REQUIRED WORK:
1. According to the baseball player profiles, how many times did Richie Ashburn lead the NL in bases on balls?
2. In the baseball player profiles, turn the paragraph beginning "Richie broke in with the Phillies in 1948" into a short list of its main facts.
3. In the baseball player profiles, switch "assists" to "putouts" and give the passage starting with "Originally a poor" and going on through "leading in assists.".

STUDY TEXT:
His specialty was fouling off pitches until he got one he wanted.
According to legend, he once fouled twelve straight into the stands when the
hard-strapped White Sox management refused him a dozen souvenir balls for
friends. According to another version, it was fourteen straight after being
turned down for two passes.
Originally a poor fielder, he led AL shortstops in errors six times. But
he improved greatly over his career and finished with a record seven years
leading in assists.
Nicknamed "Old Aches and Pains" because he led the league in hypochondria
every year, he somehow survived aching ankles, pink eye, perpetual flu, a
permanently sore back, headaches, inflamed throats, chills, vertigo, a real
broken finger, and a fractured leg to play twenty years and usually top the
Sox in games played. Among AL shortstops, only Aparicio put in more time at
the position. At age seventy-five, he was healthy enough to slug a home run
in the first Cracker Jack Old-Timers' Game in Washington, in 1984.
Richie Ashburn
Outfielder, Phi (N) 1948-59, Chi (N) 1960-61, NY (N) 1962
Ashburn was one of the three best defensive center fielders ever. From 1948
through 1958 he led National League outfielders in chances per game every year
but 1955 (when he finished second by 0.1). Sure, the other Phillie
outfielders never won any dash medals, and ace Robin Roberts threw fly balls
like they'd been ordered C.O.D., but Ashburn's gift for covering center made
it all work. Willie Mays got the Gold Gloves; Ashburn got the outs--about 50
more each season. According to Pete Palmer's analytical stats, only Tris
Speaker and Max Carey rank ahead of Richie as fly chasers, and then by a
margin so small you'd get a recount in most states.
Ashburn's arm never got him a blue ribbon, but it got the Phillies a
pennant in 1950, when he gunned down the Dodgers' Cal Abrams at the plate to
preserve a tie in the season's final game. The Phillies won the game and the
flag in the tenth.
Richie broke in with the Phillies in 1948, topping the NL in steals and
hitting in 23 straight games, the rookie record until Santiago passed it in
1987. He led the league in batting in 1955 and 1958. He hit over .300 in
nine of his fifteen seasons. He was a leadoff man who homered only slightly
more often than swallows visit Capistrano, but he led the NL in hits three
times and bases on balls four times. His career on-base average was near
.400.

(Records in a dataset)
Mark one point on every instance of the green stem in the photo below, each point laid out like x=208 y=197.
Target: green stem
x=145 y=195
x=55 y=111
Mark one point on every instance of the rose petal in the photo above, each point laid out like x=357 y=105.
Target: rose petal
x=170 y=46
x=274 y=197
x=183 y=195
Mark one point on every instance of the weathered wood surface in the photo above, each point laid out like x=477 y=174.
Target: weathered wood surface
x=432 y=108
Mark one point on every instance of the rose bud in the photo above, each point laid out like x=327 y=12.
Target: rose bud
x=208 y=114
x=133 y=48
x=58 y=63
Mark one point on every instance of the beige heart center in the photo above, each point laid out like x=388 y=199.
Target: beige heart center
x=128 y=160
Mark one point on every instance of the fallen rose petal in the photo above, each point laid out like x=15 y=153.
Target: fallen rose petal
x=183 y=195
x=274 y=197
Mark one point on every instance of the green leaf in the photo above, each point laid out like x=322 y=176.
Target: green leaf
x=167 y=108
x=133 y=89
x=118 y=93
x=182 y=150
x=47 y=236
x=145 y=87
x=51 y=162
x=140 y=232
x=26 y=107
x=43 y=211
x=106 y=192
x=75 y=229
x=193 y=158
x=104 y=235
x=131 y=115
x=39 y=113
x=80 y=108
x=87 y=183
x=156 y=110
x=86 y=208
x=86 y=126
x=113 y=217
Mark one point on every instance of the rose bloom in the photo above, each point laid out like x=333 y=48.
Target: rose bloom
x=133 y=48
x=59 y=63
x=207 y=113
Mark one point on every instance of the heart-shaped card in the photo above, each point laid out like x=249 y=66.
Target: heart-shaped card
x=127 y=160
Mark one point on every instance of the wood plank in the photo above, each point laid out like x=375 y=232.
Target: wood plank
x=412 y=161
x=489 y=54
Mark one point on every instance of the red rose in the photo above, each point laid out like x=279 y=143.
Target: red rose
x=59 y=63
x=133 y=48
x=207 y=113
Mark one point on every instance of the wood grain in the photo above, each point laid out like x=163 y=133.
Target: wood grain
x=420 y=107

COMPLETED EXERCISE:
1. Four times.

2.
- Broke in with the Phillies in 1948, topping the NL in steals.
- Hit in 23 straight games that year, the rookie record until Santiago passed it in 1987.
- Led the league in batting in 1955 and 1958.
- Hit over .300 in nine of his fifteen seasons.
- Was a leadoff man who rarely homered.
- Led the NL in hits three times and bases on balls four times.
- Had a career on-base average near .400.

3.
Originally a poor fielder, he led AL shortstops in errors six times. But
he improved greatly over his career and finished with a record seven years
leading in putouts.